▶ **Set problem**
Copy only this range: the line with "Could you please spot the lamp" through the final line of the material, inclusive at both ends.

▶ **Records**
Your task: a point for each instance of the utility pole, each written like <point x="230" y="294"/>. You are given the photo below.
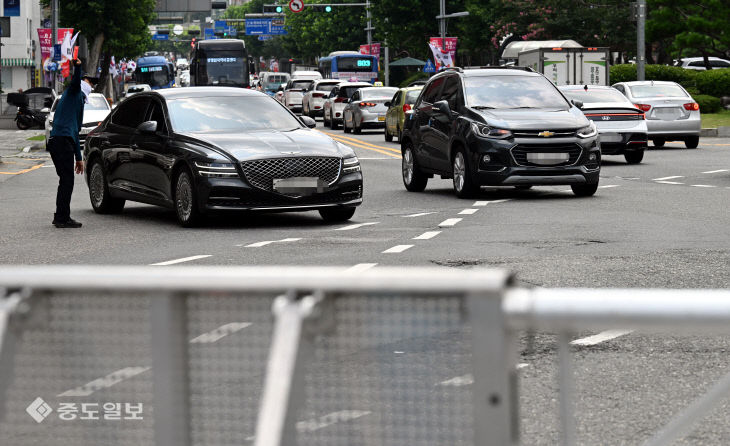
<point x="640" y="42"/>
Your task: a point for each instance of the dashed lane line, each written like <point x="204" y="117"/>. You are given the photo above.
<point x="600" y="337"/>
<point x="427" y="235"/>
<point x="356" y="226"/>
<point x="268" y="242"/>
<point x="397" y="249"/>
<point x="449" y="222"/>
<point x="183" y="260"/>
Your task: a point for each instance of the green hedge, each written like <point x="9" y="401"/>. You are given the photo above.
<point x="708" y="104"/>
<point x="714" y="82"/>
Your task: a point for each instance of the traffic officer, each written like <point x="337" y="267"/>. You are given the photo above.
<point x="64" y="145"/>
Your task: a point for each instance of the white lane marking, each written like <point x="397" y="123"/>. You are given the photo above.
<point x="184" y="259"/>
<point x="268" y="242"/>
<point x="107" y="381"/>
<point x="360" y="267"/>
<point x="484" y="203"/>
<point x="396" y="249"/>
<point x="420" y="214"/>
<point x="219" y="333"/>
<point x="427" y="235"/>
<point x="600" y="337"/>
<point x="449" y="222"/>
<point x="356" y="226"/>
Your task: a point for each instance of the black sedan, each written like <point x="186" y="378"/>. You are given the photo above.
<point x="204" y="149"/>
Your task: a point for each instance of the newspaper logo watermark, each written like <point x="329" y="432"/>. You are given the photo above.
<point x="39" y="410"/>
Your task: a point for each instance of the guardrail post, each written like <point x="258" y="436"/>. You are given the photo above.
<point x="496" y="413"/>
<point x="171" y="388"/>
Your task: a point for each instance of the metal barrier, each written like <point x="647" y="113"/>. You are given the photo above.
<point x="194" y="356"/>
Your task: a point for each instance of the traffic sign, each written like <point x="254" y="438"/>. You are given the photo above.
<point x="296" y="5"/>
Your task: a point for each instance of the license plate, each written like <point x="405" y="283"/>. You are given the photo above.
<point x="547" y="158"/>
<point x="610" y="137"/>
<point x="299" y="185"/>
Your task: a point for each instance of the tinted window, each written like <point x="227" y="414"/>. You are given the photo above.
<point x="656" y="90"/>
<point x="513" y="92"/>
<point x="131" y="112"/>
<point x="229" y="113"/>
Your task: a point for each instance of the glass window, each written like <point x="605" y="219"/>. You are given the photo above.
<point x="513" y="91"/>
<point x="131" y="112"/>
<point x="657" y="90"/>
<point x="229" y="114"/>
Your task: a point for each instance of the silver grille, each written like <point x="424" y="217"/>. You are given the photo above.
<point x="261" y="173"/>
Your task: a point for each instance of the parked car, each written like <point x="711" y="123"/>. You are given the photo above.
<point x="95" y="110"/>
<point x="336" y="101"/>
<point x="366" y="109"/>
<point x="293" y="92"/>
<point x="621" y="126"/>
<point x="204" y="149"/>
<point x="498" y="126"/>
<point x="314" y="97"/>
<point x="671" y="113"/>
<point x="698" y="63"/>
<point x="395" y="116"/>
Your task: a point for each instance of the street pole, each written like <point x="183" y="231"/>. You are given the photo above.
<point x="640" y="43"/>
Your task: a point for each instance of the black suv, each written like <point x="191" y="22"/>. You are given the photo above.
<point x="498" y="126"/>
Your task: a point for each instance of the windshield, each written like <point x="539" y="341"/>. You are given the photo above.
<point x="229" y="113"/>
<point x="602" y="95"/>
<point x="657" y="90"/>
<point x="512" y="92"/>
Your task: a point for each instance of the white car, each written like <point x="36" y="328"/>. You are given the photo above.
<point x="95" y="111"/>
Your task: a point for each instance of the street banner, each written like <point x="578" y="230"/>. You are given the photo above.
<point x="443" y="56"/>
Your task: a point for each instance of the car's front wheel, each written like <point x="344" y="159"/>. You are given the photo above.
<point x="101" y="199"/>
<point x="464" y="185"/>
<point x="186" y="205"/>
<point x="584" y="190"/>
<point x="336" y="215"/>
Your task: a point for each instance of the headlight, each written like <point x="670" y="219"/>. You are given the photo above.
<point x="350" y="165"/>
<point x="216" y="169"/>
<point x="588" y="132"/>
<point x="490" y="132"/>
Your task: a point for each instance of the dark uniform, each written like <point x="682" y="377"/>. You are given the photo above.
<point x="64" y="146"/>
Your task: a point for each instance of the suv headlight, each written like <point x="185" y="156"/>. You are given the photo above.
<point x="588" y="132"/>
<point x="350" y="165"/>
<point x="216" y="169"/>
<point x="490" y="132"/>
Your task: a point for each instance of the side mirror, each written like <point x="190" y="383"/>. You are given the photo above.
<point x="443" y="107"/>
<point x="147" y="127"/>
<point x="309" y="122"/>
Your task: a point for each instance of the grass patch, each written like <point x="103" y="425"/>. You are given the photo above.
<point x="714" y="120"/>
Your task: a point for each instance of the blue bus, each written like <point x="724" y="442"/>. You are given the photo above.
<point x="347" y="65"/>
<point x="155" y="71"/>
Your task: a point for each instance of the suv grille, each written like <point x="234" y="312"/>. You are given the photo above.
<point x="261" y="173"/>
<point x="520" y="151"/>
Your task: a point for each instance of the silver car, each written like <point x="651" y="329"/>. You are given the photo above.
<point x="671" y="113"/>
<point x="621" y="125"/>
<point x="366" y="109"/>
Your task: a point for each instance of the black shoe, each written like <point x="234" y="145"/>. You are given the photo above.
<point x="70" y="223"/>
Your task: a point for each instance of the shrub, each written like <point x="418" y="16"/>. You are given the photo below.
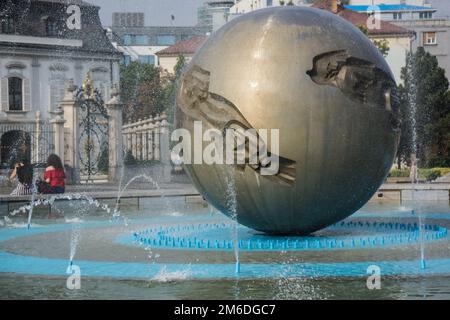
<point x="399" y="173"/>
<point x="129" y="159"/>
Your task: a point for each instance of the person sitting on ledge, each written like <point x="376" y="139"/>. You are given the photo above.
<point x="23" y="171"/>
<point x="54" y="177"/>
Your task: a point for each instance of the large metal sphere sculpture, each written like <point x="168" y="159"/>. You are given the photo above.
<point x="328" y="90"/>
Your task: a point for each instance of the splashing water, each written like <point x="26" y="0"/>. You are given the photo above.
<point x="167" y="276"/>
<point x="51" y="201"/>
<point x="33" y="196"/>
<point x="412" y="103"/>
<point x="231" y="203"/>
<point x="149" y="179"/>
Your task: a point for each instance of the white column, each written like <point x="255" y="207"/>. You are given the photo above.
<point x="115" y="135"/>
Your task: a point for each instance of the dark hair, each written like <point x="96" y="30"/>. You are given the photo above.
<point x="25" y="173"/>
<point x="54" y="161"/>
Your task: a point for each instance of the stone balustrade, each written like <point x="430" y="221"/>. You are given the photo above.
<point x="148" y="139"/>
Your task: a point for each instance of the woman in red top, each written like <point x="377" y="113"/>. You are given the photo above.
<point x="54" y="176"/>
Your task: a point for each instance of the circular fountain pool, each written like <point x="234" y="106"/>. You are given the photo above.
<point x="193" y="245"/>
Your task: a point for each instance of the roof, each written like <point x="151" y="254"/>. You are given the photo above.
<point x="359" y="19"/>
<point x="388" y="7"/>
<point x="30" y="21"/>
<point x="189" y="46"/>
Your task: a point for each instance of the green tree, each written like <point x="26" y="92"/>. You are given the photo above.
<point x="424" y="110"/>
<point x="171" y="86"/>
<point x="141" y="90"/>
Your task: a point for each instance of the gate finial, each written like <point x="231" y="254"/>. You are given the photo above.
<point x="88" y="86"/>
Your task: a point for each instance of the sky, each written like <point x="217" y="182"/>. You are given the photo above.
<point x="157" y="12"/>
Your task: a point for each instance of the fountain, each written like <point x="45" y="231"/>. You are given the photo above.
<point x="300" y="233"/>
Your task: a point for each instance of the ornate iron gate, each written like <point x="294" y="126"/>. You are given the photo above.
<point x="93" y="131"/>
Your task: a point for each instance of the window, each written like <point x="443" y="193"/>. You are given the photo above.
<point x="429" y="38"/>
<point x="126" y="60"/>
<point x="7" y="25"/>
<point x="147" y="59"/>
<point x="425" y="15"/>
<point x="51" y="27"/>
<point x="141" y="40"/>
<point x="15" y="94"/>
<point x="165" y="40"/>
<point x="127" y="39"/>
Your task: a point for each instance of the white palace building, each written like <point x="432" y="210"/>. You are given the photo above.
<point x="44" y="45"/>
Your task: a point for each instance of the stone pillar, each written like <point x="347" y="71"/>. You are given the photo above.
<point x="164" y="147"/>
<point x="164" y="140"/>
<point x="115" y="107"/>
<point x="37" y="139"/>
<point x="58" y="122"/>
<point x="71" y="115"/>
<point x="157" y="142"/>
<point x="151" y="141"/>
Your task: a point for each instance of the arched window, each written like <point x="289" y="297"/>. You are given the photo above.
<point x="15" y="94"/>
<point x="7" y="25"/>
<point x="51" y="27"/>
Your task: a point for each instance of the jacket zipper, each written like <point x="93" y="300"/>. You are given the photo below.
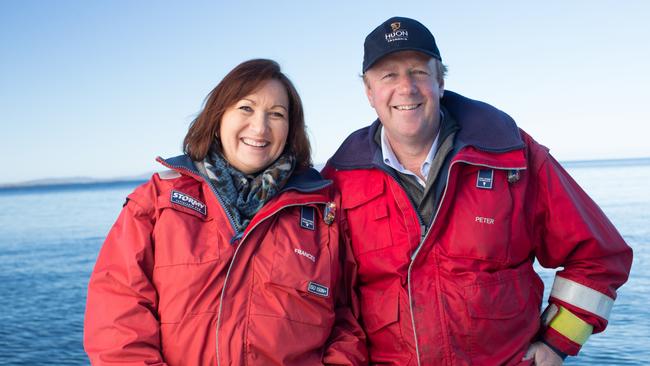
<point x="423" y="239"/>
<point x="232" y="261"/>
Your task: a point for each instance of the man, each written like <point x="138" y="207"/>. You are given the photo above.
<point x="448" y="204"/>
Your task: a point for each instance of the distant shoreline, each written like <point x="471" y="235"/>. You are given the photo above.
<point x="81" y="182"/>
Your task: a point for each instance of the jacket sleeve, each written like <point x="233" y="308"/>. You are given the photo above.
<point x="347" y="342"/>
<point x="121" y="326"/>
<point x="575" y="234"/>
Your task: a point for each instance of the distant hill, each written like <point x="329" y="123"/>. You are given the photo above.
<point x="74" y="181"/>
<point x="81" y="181"/>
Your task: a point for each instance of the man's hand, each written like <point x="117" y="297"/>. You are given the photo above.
<point x="542" y="355"/>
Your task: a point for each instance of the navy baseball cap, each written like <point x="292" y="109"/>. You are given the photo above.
<point x="398" y="34"/>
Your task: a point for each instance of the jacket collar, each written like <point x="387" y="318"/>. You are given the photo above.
<point x="305" y="180"/>
<point x="482" y="126"/>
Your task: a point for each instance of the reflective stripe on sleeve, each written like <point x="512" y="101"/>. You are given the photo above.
<point x="582" y="296"/>
<point x="570" y="326"/>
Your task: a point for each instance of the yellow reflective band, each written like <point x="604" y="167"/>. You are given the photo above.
<point x="570" y="326"/>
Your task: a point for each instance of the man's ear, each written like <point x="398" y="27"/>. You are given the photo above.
<point x="369" y="93"/>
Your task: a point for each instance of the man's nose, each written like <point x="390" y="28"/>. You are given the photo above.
<point x="406" y="85"/>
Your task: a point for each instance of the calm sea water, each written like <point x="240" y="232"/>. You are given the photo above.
<point x="50" y="237"/>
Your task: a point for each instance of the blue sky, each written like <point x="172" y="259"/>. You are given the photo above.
<point x="100" y="88"/>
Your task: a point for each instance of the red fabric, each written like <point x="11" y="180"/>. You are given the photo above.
<point x="154" y="297"/>
<point x="472" y="294"/>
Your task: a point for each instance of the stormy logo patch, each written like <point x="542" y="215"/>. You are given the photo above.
<point x="190" y="202"/>
<point x="318" y="289"/>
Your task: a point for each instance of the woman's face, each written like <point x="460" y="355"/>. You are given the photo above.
<point x="254" y="130"/>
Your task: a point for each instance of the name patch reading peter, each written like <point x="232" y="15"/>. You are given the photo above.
<point x="190" y="202"/>
<point x="485" y="178"/>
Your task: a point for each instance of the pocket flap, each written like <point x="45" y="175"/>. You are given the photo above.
<point x="499" y="295"/>
<point x="380" y="308"/>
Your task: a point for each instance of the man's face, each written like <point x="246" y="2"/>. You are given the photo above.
<point x="404" y="91"/>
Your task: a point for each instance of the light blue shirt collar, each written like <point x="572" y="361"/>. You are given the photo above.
<point x="391" y="160"/>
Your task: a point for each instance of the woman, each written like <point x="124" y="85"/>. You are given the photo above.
<point x="232" y="256"/>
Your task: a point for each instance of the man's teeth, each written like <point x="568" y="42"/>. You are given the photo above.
<point x="406" y="107"/>
<point x="254" y="142"/>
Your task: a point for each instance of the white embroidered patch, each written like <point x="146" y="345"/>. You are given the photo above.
<point x="188" y="201"/>
<point x="318" y="289"/>
<point x="484" y="220"/>
<point x="311" y="257"/>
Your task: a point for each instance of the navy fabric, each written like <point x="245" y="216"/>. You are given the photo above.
<point x="398" y="34"/>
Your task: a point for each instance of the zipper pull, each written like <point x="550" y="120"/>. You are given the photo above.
<point x="234" y="241"/>
<point x="330" y="213"/>
<point x="423" y="232"/>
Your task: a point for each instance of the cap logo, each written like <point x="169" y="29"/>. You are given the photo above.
<point x="397" y="34"/>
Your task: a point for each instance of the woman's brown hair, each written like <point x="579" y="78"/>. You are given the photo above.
<point x="240" y="82"/>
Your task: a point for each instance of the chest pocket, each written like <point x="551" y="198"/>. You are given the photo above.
<point x="369" y="218"/>
<point x="187" y="261"/>
<point x="479" y="225"/>
<point x="184" y="236"/>
<point x="295" y="270"/>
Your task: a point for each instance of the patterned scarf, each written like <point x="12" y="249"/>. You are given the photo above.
<point x="244" y="194"/>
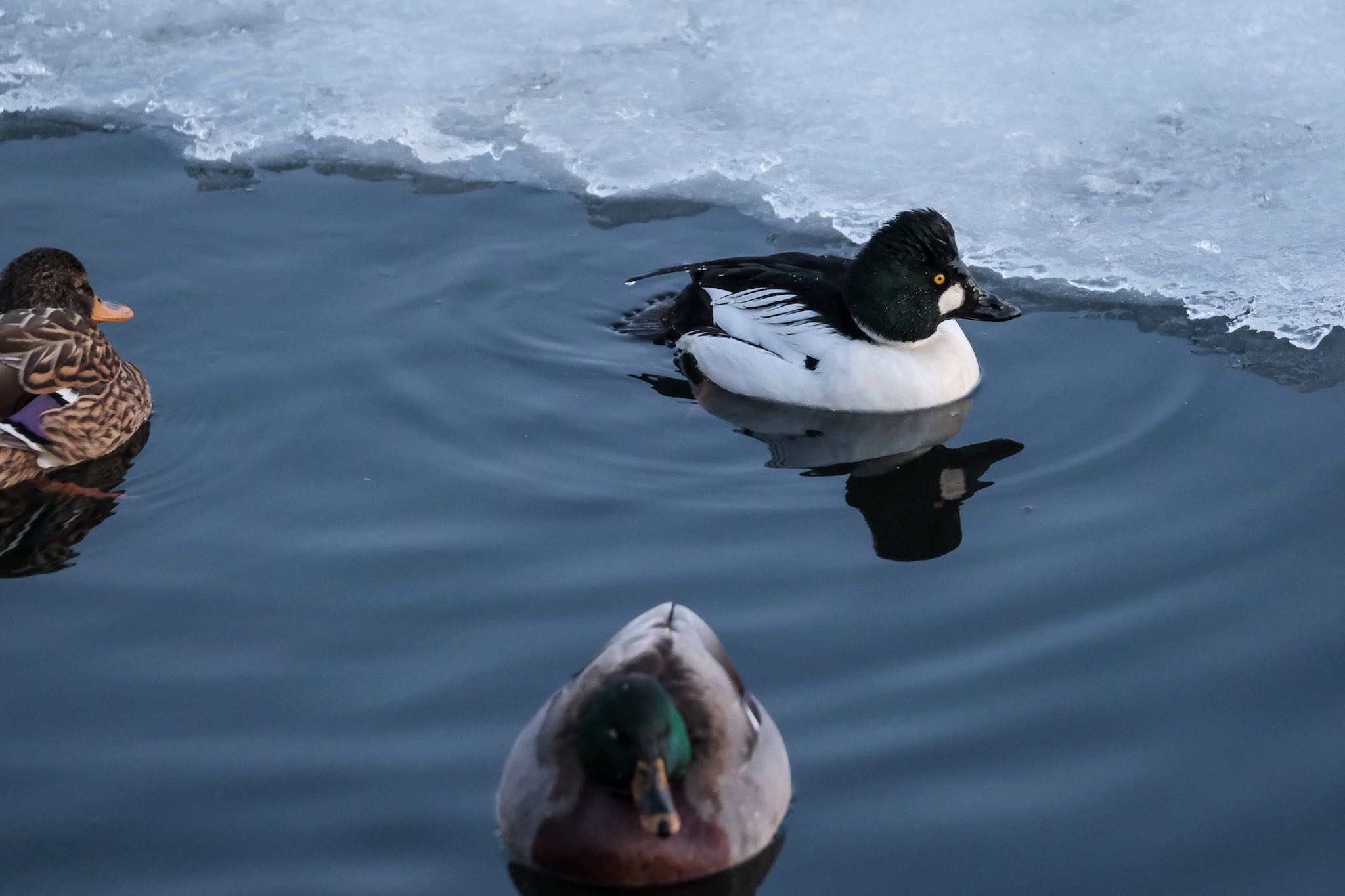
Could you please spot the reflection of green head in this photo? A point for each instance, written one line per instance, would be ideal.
(634, 736)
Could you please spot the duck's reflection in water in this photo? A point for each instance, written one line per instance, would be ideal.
(904, 480)
(741, 880)
(42, 521)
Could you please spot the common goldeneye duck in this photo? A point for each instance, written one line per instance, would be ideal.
(875, 333)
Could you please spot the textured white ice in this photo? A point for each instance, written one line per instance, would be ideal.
(1188, 151)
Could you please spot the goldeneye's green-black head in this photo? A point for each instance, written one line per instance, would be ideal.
(910, 278)
(54, 278)
(632, 738)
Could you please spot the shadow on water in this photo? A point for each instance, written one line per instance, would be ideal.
(41, 527)
(741, 880)
(904, 480)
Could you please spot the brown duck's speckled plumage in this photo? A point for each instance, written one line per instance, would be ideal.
(45, 350)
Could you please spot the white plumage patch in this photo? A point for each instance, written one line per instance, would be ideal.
(15, 431)
(772, 319)
(953, 299)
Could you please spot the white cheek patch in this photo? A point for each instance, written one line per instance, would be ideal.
(951, 299)
(953, 484)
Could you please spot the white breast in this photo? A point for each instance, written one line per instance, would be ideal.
(849, 375)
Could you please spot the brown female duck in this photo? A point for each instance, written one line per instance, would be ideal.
(65, 394)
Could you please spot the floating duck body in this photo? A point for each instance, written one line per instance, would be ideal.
(872, 333)
(66, 396)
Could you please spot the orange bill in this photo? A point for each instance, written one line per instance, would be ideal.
(109, 312)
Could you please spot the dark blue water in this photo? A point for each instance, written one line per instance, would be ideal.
(401, 482)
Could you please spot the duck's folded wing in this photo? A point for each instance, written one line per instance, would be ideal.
(55, 350)
(50, 359)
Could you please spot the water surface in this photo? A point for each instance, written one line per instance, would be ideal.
(403, 481)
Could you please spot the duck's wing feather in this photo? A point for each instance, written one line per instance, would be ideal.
(64, 390)
(54, 350)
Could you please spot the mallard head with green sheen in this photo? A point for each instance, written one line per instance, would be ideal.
(910, 278)
(634, 738)
(54, 278)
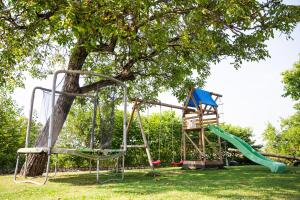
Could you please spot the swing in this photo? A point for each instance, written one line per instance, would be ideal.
(158, 162)
(174, 163)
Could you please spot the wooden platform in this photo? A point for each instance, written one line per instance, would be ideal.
(199, 164)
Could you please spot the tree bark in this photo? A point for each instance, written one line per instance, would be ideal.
(36, 162)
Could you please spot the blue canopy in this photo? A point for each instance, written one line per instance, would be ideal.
(202, 96)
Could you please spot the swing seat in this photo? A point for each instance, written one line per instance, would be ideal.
(156, 162)
(177, 164)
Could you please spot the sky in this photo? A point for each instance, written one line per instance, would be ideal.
(252, 95)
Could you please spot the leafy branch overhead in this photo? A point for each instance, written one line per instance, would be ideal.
(153, 45)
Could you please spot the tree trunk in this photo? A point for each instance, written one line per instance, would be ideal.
(36, 163)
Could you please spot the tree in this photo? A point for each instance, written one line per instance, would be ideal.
(152, 45)
(291, 81)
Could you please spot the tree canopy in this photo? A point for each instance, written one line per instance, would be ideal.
(152, 44)
(291, 81)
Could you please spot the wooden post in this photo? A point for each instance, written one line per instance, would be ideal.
(184, 144)
(219, 139)
(144, 139)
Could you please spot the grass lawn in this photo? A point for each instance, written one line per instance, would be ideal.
(243, 182)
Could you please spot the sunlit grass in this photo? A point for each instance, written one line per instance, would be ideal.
(246, 182)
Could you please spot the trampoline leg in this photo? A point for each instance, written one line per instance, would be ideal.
(30, 181)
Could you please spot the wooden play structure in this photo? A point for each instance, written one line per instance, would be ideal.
(195, 121)
(200, 109)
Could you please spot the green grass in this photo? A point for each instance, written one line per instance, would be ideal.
(244, 182)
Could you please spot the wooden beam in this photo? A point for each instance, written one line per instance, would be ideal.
(194, 144)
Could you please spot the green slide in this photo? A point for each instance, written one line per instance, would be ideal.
(247, 150)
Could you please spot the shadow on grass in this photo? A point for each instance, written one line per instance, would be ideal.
(233, 182)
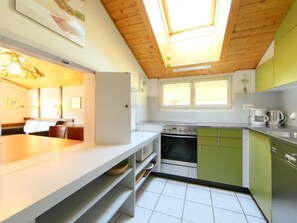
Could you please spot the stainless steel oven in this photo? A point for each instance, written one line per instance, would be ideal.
(179, 151)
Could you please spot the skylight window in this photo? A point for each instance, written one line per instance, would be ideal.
(188, 15)
(189, 31)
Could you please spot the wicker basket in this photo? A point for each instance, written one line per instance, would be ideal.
(119, 168)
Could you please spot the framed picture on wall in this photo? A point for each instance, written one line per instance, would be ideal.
(13, 102)
(62, 16)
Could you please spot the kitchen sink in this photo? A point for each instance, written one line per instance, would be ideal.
(284, 134)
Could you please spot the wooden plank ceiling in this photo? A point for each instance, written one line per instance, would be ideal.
(250, 31)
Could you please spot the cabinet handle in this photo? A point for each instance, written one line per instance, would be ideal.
(268, 144)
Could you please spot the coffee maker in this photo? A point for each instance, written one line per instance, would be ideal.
(275, 118)
(259, 117)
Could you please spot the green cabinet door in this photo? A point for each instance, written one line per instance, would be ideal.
(264, 76)
(260, 171)
(220, 155)
(285, 57)
(220, 164)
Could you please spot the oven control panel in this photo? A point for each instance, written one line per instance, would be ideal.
(181, 130)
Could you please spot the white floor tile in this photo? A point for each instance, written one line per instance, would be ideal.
(147, 199)
(247, 196)
(252, 219)
(115, 217)
(175, 190)
(159, 178)
(163, 218)
(226, 201)
(229, 192)
(223, 216)
(197, 186)
(198, 213)
(142, 215)
(185, 221)
(250, 208)
(154, 185)
(170, 206)
(198, 195)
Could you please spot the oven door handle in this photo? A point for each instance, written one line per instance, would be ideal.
(180, 136)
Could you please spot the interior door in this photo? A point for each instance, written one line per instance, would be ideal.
(113, 112)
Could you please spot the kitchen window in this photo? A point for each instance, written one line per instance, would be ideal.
(196, 93)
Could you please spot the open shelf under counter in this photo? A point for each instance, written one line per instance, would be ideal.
(143, 179)
(76, 205)
(103, 210)
(141, 165)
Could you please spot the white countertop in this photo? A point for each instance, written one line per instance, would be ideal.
(30, 191)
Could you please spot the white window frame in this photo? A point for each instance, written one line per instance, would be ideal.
(229, 95)
(161, 102)
(192, 105)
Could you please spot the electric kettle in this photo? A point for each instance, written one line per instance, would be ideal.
(259, 117)
(276, 117)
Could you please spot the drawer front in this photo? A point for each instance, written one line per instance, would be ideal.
(231, 143)
(207, 132)
(230, 133)
(208, 141)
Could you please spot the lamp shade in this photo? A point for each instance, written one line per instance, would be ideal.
(13, 65)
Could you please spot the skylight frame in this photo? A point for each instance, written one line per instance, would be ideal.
(169, 25)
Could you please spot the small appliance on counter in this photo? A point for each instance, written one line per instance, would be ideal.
(275, 118)
(259, 117)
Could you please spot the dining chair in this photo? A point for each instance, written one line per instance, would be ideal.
(57, 131)
(75, 132)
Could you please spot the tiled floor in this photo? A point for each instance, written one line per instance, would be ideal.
(161, 201)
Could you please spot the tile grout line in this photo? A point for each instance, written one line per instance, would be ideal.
(157, 201)
(241, 208)
(184, 202)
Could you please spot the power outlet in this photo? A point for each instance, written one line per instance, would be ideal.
(293, 116)
(247, 106)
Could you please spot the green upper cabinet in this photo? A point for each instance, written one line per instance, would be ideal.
(220, 155)
(264, 76)
(288, 23)
(285, 57)
(260, 180)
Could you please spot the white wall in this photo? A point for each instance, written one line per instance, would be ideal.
(48, 110)
(11, 91)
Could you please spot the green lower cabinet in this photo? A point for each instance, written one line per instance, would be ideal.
(220, 164)
(260, 172)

▶ **Correct answer**
Could you please spot the lamp shade in this photo? A point for each instance, written one line per instance, would be ideal.
(13, 65)
Could you please spot the skylight frame in this photo? A point for each instance, written one line per instance, would be ideal.
(169, 25)
Could you please spot the small appliance on counter in this photo? A point for each instance, written one line per instance, would be ideal.
(275, 118)
(259, 117)
Could you please spot the dining chair in this photo? A point for each instance, written one line per instance, would be ideal.
(57, 131)
(75, 132)
Could you please spot the tiled floor in this photo? A point for each instance, written one line per instance, would be ideal.
(161, 201)
Could you please spot the tile grout line in this photo? A point for each instance, written one line per instance, would be ideal.
(157, 201)
(241, 208)
(184, 202)
Could you please spot the power outlet in this photo? A point for each instance, written one line per instance, would be ideal.
(293, 116)
(247, 106)
Could you please spot the green upper cabinet in this photo? A point for each instance, written one line per instance, would be ideal.
(220, 155)
(264, 76)
(288, 23)
(285, 57)
(260, 180)
Could you please spot the white wall in this photo? A point for each instance, written one line per instance, would be ideal.
(48, 110)
(11, 91)
Could you please spot the green lower cabinet in this photo? A point for each instance, written one line per instance, would be ideal.
(220, 164)
(260, 172)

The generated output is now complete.